Долина реки Талдык Су то суживалась, то расширялась. В эту пору года долина бывает почти совершенно пустынна. На протяжении 35 верст от Суфи Кургана я не встретил ни души. Только уже подъезжая к местности, которая на картах названа урочищем Уть-тюбе, мы с Куромшиным заметили верхового киргиза, гнавшего вверх по долине боковой речки стадо баранов. Мы поскакали за ним галопом и нашли приютившийся в этой долине киргизский стан, или ‘аиль’, как говорят сами киргизы, стан, состоявший из четырех юрт. Не родственно ли киргизское слово ‘аиль’ с кавказским словом ‘аул’? Вот вопрос, который поставил бы я лингвистам.
Киргизы найденного нами ‘аиля’ называли ту боковую речку — приток Талдык Су справа, — над которой приютился аиль, именем Арчат булак (‘Булак’ — слово нарицательное: оно означает родник, ключ.). Мы попили у киргизов кумысу, я сторговал у них трех баранов. Затем мы продолжали ваш путь вверх по долине Талдык Су. Здесь эта долина значительно расширяется. Военные топографы дали этой части долины имя ‘Ольгина Луга’. Огромная площадь ‘Ольгина Луга’ представляет большой ресурс для киргизских стад: летом луг покрывается прекрасной травой, уже в день моего приезда, 28 мая, трава была здесь очень порядочная. Ночлег под 29 число я назначил на юго-западной оконечности ‘Ольгина Луга’ — там, где этот луг подходит к крутому горному амфитеатру, выпускающему из себя речку Талдык Су. Это место называется урочищем Ак Басага. Здесь, против устья левого притока Талдык Су, который именуется Джилга Чарт, постоянно стоят две казенные юрты, назначенные для ночлега воинских команд, следующих по Иркештанской или Памирской дороге.

++++++++++++++++++++

### Набор упражнений
(1) Ответьте на вопросы по тексту о долине Талдык Су:
(а) Из скольких юрт состоял найденный киргизский стан?
(б) Что означает слово «булак»?
(в) Какого числа путешественники были на «Ольгином Лугу»?
(2) Перечислите все названия рек и речек, встречающиеся в тексте о долине Талдык Су.
(3) Продолжите текст о долине Талдык Су, начав сразу после его последнего предложения.

++++++++++++++++++++

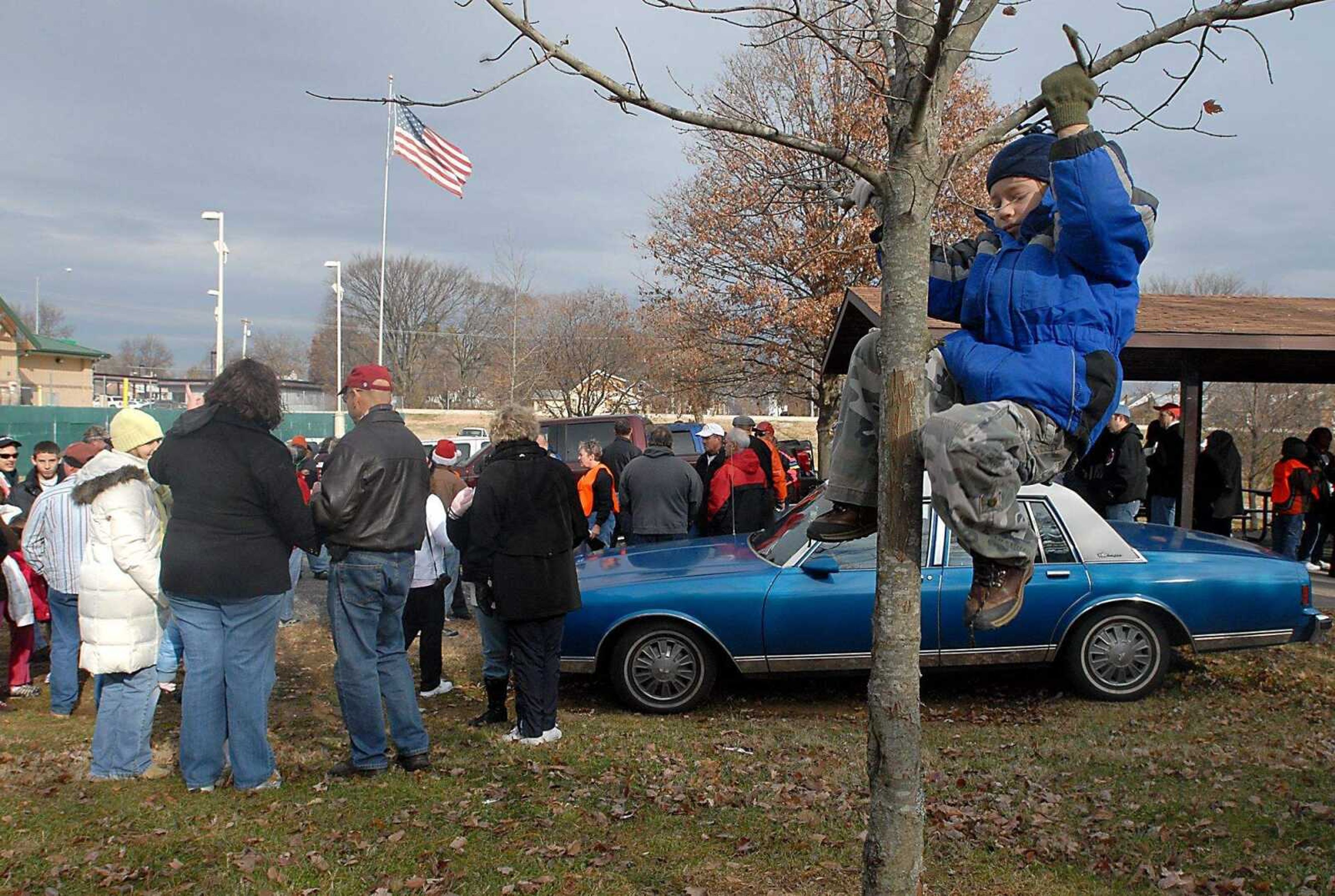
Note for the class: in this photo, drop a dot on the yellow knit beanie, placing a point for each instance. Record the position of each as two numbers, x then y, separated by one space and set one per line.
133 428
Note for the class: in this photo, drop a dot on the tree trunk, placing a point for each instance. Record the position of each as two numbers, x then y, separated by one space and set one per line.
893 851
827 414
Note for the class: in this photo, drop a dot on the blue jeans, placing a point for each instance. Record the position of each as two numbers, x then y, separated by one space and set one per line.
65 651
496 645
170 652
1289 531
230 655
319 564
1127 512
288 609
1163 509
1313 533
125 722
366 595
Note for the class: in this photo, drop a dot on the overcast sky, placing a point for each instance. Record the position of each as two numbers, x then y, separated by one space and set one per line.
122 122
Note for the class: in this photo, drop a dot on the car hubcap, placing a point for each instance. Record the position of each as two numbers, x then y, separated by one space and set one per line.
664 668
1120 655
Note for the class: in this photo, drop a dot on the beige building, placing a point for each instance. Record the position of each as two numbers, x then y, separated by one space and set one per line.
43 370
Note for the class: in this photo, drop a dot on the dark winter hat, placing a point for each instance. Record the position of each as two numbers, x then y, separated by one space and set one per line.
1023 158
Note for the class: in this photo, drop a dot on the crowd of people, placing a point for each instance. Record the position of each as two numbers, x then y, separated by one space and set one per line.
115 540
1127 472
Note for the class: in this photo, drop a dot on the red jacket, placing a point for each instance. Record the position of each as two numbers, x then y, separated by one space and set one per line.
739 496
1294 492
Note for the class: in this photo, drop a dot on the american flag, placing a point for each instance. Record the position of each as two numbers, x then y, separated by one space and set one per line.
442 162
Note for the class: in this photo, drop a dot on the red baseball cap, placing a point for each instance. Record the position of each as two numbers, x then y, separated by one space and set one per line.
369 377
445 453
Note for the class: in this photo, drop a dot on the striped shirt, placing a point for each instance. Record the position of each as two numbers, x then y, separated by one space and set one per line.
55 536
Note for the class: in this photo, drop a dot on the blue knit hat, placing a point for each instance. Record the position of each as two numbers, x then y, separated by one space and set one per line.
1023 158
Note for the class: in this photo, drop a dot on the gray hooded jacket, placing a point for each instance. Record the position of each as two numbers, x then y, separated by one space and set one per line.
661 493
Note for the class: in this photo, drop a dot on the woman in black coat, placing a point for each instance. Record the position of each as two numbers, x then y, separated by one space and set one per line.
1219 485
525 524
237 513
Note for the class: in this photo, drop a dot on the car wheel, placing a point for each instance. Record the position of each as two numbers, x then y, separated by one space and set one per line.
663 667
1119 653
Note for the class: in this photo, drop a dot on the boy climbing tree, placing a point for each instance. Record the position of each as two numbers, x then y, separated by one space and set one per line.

++++++++++++++++++++

### Ответы по заданиям
(1)
(а) Из четырех юрт.
(б) Родник, ключ.
(в) 28 мая.

(2) Талдык Су, Арчат булак, Джилга Чарт.

(3)
Переход мой от Суфи Кургана был около 45 верст: он был удлинен моим заездом в ущелье Арчат булака. Растянувшись на бурке под одной из Ак-басаганских юрт, я вздремнул. Тем временем мой несравненный Куромшин скатал на своем рыжем на ближайший горный склон, нарубил ветвей арчи и привез к юртам порядочную вязанку этого топлива. Разведя огонь и почерпнув из Талдык Су воды железным чайником, который Куромшин [642] возил притороченным к седлу, он быстро вскипятил воду и заварил чай. Только что мы уселись пить чай, как к юртам подъехал киргиз из Арчат-булакского кочевья, гоня перед собою трех сторгованных мною баранов. Один из них был немедленно зарезан. Куромшин положил кусок мяса в небольшой котелок, который мы брали с собой в тех случаях, когда имелось в виду на много опередить караван, и принялся за варку бараньего ‘супчика’, как он иногда выражался. Тем временем я угощал чаем старого киргиза, пригнавшего нам баранов. Киргиз был видимо очень доволен, каждый раз, когда я ему предлагал взять еще сахару, он складывал на груди руки и делал ‘кулдуки’, т. е. поклоны. Особенно велико было его удовольствие, когда я, вспомнив про запас лимонной кислоты в переметной седельной сумке, растворил в чайнике несколько кристалликов этого препарата. Само собой понятно, что старый киргиз был моим гостем целый день и принимал очень деятельное участие в истреблении вареной баранины за обедом и ужином.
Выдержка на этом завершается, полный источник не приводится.